DATA SHOWN
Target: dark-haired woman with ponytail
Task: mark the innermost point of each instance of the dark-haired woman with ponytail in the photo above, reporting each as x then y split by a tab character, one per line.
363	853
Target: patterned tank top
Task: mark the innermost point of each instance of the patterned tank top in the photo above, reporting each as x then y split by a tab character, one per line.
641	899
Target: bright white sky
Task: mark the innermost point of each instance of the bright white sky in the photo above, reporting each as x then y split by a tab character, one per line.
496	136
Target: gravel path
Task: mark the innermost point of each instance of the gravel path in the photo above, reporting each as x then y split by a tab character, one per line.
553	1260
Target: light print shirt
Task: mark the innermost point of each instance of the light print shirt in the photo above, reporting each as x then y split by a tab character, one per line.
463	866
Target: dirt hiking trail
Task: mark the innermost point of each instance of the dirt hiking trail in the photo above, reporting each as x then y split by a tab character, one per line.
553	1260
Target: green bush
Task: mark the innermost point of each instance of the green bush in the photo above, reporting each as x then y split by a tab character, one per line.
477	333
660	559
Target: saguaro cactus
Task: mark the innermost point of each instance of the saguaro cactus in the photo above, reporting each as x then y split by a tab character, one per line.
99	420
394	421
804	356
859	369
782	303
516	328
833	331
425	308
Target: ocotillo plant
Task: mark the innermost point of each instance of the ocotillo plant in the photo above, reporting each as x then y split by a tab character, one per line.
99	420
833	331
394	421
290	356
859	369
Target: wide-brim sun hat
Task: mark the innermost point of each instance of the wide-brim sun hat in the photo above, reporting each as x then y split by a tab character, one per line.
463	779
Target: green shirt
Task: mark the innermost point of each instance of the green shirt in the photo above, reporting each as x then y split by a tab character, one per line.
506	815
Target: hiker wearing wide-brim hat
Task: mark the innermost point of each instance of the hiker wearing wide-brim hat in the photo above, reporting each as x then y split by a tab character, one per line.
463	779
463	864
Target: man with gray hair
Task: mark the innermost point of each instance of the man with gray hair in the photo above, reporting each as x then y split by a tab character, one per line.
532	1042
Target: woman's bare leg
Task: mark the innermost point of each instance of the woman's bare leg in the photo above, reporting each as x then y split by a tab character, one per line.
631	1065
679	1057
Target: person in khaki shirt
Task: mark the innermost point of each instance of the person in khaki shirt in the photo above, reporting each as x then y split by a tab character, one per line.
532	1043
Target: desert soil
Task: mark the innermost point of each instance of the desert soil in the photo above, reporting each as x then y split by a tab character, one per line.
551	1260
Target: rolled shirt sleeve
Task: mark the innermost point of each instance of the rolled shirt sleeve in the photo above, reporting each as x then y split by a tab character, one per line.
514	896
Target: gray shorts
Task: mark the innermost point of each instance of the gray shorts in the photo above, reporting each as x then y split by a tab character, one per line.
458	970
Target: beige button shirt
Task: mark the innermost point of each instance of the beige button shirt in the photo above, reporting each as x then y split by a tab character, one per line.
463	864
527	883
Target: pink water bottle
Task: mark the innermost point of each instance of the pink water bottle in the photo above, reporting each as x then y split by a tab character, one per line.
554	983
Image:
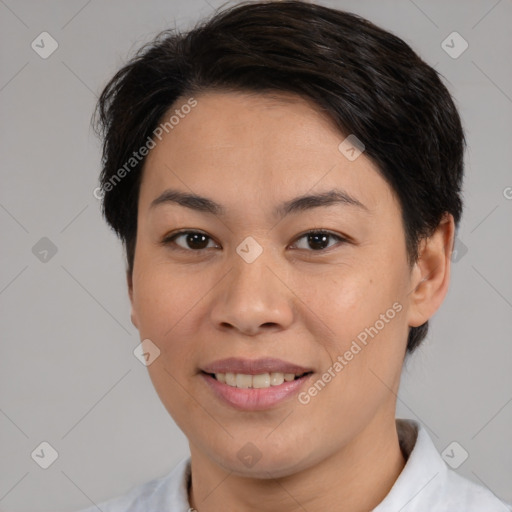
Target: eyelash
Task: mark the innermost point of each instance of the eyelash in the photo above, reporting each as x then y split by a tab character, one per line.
169	239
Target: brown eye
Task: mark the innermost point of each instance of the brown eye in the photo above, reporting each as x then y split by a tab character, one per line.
319	240
190	240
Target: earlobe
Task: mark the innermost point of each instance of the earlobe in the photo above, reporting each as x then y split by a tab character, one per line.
129	281
431	273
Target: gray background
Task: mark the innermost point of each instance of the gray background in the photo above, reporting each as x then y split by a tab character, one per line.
67	372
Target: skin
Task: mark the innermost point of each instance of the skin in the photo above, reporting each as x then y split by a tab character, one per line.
250	153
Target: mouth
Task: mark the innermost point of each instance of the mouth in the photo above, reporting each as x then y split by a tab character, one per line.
259	381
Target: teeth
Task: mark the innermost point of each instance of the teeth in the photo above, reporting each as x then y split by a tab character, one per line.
263	380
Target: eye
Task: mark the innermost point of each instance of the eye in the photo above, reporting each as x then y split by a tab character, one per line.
194	240
318	240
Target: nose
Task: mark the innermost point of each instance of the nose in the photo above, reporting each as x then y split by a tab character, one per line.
253	298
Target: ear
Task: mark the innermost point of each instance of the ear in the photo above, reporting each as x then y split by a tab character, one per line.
129	281
431	273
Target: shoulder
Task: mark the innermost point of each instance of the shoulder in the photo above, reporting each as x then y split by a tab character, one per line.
428	483
458	493
168	492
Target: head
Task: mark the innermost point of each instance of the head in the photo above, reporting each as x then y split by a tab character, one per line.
220	131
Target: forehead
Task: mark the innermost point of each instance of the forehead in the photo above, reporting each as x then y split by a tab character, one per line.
252	147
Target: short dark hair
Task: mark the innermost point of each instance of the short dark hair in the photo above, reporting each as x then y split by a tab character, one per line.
370	82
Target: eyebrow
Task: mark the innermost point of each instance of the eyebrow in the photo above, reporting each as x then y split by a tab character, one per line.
298	204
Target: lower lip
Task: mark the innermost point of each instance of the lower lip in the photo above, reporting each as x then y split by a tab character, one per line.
255	399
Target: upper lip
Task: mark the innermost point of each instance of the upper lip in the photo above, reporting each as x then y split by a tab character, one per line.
254	366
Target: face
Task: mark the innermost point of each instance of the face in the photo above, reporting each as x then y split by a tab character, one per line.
255	289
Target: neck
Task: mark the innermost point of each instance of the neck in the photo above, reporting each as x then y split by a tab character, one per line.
359	476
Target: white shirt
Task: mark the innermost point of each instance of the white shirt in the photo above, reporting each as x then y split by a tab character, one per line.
426	484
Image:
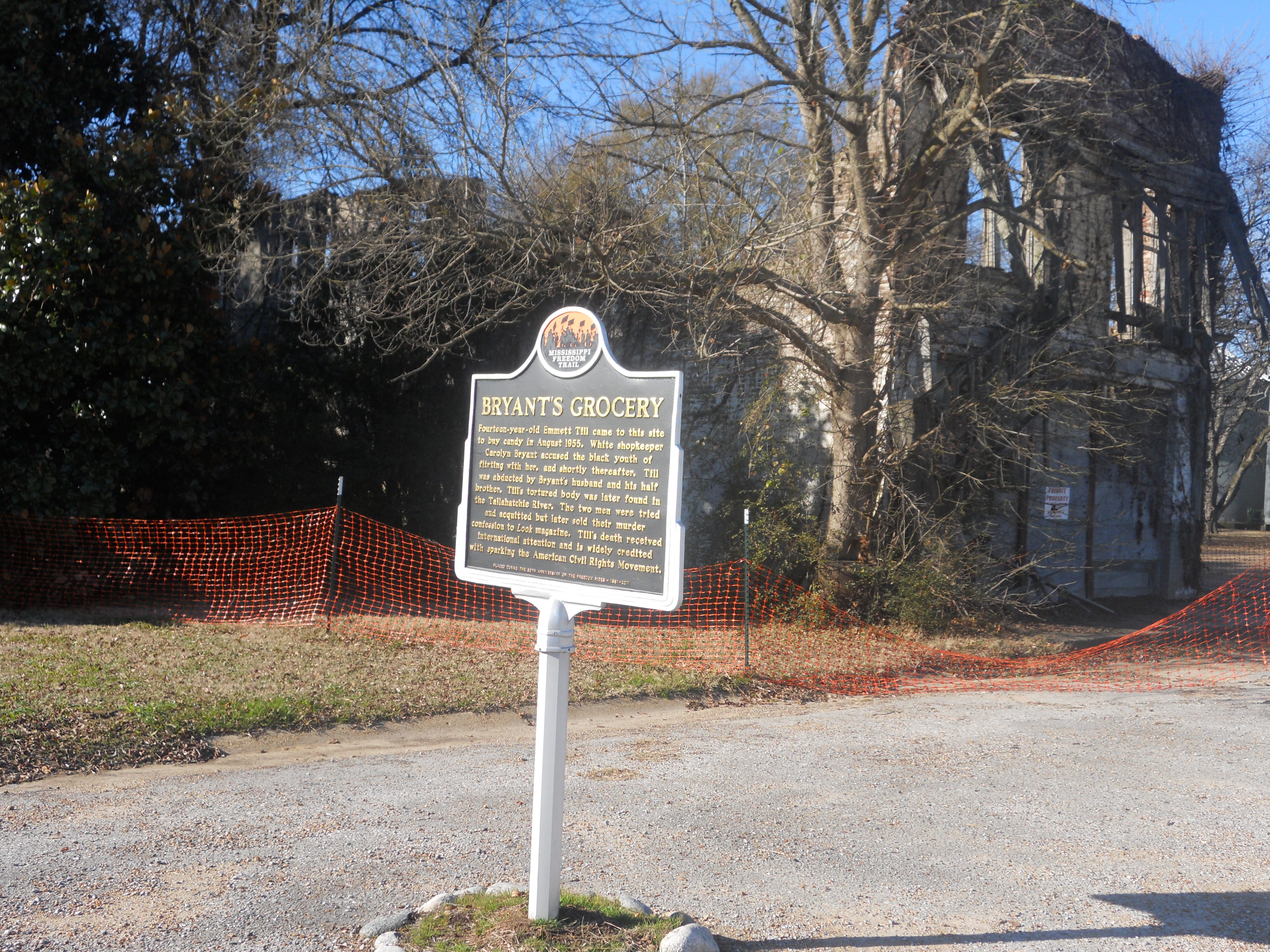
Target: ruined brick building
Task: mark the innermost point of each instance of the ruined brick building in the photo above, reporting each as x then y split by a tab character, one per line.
1102	492
1103	506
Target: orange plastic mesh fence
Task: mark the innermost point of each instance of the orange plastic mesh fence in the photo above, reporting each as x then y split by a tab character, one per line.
387	583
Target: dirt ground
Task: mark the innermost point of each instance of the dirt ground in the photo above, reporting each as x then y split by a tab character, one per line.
1052	821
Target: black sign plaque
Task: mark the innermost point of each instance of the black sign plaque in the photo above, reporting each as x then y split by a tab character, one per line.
572	475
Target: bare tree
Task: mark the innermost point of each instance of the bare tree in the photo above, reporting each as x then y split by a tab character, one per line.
1241	362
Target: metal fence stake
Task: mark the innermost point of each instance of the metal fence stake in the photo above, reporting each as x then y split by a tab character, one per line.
333	567
747	591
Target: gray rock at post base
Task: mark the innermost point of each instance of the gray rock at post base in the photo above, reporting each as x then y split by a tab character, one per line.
385	923
506	889
634	906
690	939
441	899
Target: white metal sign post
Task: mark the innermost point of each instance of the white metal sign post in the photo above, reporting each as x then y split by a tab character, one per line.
572	486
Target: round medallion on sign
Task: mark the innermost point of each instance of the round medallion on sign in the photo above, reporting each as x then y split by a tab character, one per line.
571	341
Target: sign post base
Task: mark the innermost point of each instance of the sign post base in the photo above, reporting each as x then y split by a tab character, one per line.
554	647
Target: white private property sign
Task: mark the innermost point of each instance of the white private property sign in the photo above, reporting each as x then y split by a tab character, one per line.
572	488
1059	502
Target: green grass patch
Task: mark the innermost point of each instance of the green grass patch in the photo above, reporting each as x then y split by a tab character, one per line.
83	692
585	925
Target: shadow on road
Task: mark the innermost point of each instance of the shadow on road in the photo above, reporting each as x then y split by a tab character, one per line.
1234	916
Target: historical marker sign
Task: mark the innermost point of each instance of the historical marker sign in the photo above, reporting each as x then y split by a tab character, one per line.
571	499
573	474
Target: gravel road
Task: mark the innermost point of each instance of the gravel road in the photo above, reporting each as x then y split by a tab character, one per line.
1037	821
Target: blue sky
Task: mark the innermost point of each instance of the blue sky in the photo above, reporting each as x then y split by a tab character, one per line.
1216	21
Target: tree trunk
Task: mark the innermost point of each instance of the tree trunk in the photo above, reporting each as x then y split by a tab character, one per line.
852	399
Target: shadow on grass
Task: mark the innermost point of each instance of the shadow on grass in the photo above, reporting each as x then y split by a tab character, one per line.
1244	917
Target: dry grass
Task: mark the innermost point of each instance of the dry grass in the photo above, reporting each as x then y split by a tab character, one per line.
86	692
585	925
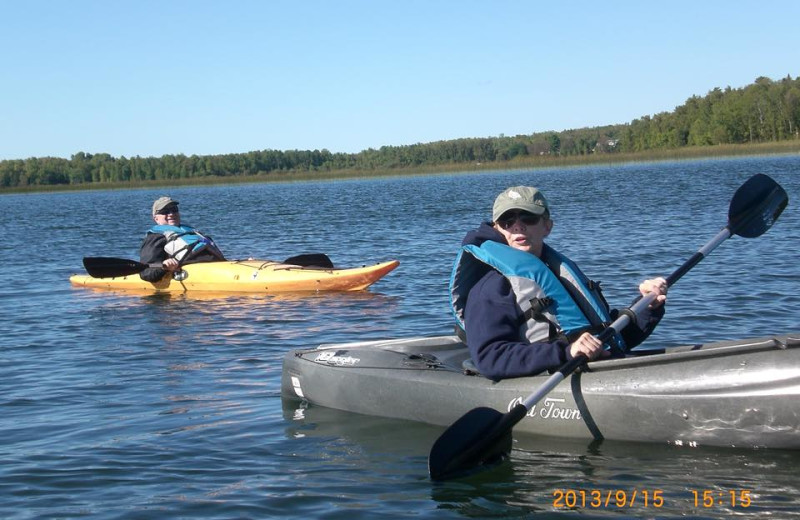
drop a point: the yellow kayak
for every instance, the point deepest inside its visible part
(247, 276)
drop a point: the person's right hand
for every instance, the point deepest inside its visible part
(170, 264)
(589, 346)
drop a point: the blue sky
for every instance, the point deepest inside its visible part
(149, 78)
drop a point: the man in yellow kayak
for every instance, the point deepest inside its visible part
(524, 306)
(172, 244)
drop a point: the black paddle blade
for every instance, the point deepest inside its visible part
(756, 205)
(310, 260)
(480, 438)
(105, 267)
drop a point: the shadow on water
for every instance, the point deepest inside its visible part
(558, 478)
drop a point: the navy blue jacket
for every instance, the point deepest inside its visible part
(492, 318)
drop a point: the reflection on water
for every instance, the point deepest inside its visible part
(168, 406)
(542, 469)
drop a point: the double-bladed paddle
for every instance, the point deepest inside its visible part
(107, 267)
(482, 436)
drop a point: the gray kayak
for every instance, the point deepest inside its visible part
(732, 393)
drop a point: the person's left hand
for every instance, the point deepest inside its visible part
(170, 264)
(655, 285)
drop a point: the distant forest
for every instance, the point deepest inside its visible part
(765, 111)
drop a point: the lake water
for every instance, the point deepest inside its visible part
(124, 406)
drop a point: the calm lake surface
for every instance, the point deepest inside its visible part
(125, 406)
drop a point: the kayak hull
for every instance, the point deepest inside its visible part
(734, 393)
(247, 276)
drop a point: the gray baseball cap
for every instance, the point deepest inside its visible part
(525, 198)
(163, 202)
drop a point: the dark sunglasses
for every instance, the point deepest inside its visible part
(507, 219)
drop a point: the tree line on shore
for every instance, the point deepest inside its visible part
(764, 111)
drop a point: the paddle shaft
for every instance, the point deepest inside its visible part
(623, 320)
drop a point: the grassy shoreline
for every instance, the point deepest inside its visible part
(690, 153)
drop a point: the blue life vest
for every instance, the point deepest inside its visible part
(184, 241)
(556, 298)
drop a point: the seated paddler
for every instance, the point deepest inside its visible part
(526, 308)
(172, 244)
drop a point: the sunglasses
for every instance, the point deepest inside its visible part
(508, 219)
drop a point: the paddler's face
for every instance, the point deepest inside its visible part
(168, 216)
(524, 231)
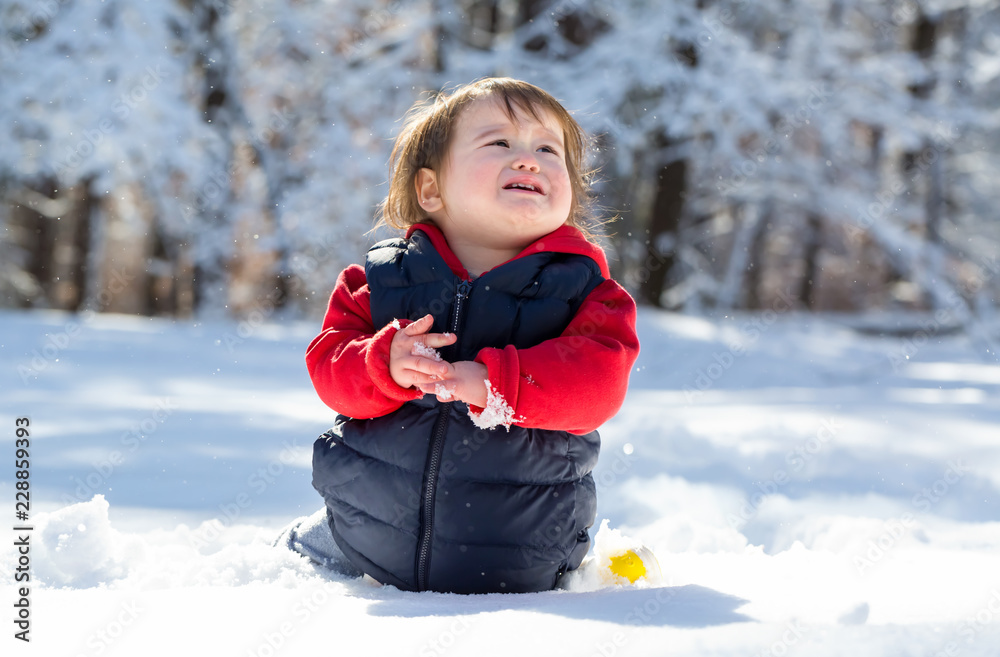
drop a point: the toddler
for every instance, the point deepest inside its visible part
(472, 360)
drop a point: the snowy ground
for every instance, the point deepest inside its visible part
(807, 490)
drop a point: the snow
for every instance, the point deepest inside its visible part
(422, 350)
(496, 413)
(807, 490)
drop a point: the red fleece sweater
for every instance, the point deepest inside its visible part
(574, 383)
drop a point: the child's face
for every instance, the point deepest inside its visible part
(503, 185)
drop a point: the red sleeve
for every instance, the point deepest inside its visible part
(577, 381)
(349, 360)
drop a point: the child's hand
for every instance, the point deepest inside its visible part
(465, 382)
(413, 365)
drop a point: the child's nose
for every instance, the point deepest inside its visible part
(526, 161)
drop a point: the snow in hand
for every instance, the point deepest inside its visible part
(497, 412)
(806, 490)
(420, 349)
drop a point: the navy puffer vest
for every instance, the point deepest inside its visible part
(423, 499)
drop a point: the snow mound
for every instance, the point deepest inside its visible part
(595, 572)
(76, 547)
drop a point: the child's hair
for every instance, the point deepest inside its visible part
(427, 132)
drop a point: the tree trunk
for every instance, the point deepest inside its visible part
(664, 227)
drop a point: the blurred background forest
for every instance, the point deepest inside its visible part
(200, 158)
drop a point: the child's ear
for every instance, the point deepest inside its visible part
(428, 190)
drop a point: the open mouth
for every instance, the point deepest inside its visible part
(528, 187)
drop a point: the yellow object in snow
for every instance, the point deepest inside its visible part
(633, 564)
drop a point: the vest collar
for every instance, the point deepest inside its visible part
(565, 239)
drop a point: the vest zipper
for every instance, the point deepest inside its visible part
(434, 453)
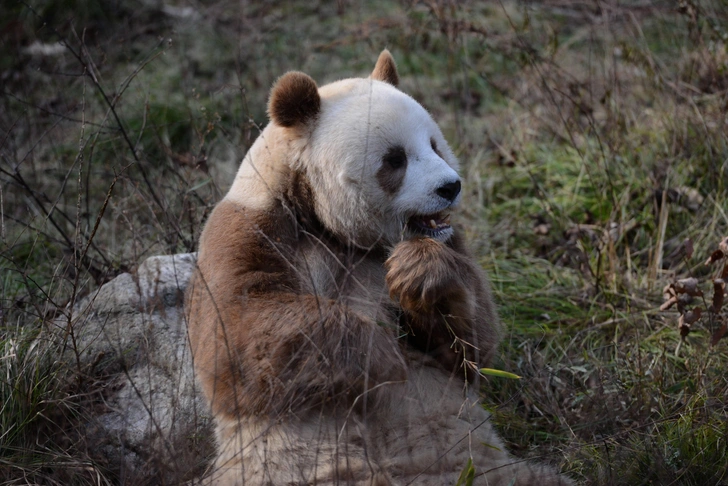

SET TASK
Gather every line of the data above that contains the word "beige", and copy each one in full.

RESPONSE BELOW
Target: beige button shirt
Task: mark the innermost point of each instance of the beige button shirt in the photo above, reporting each as x then y split by a tab character, one per line.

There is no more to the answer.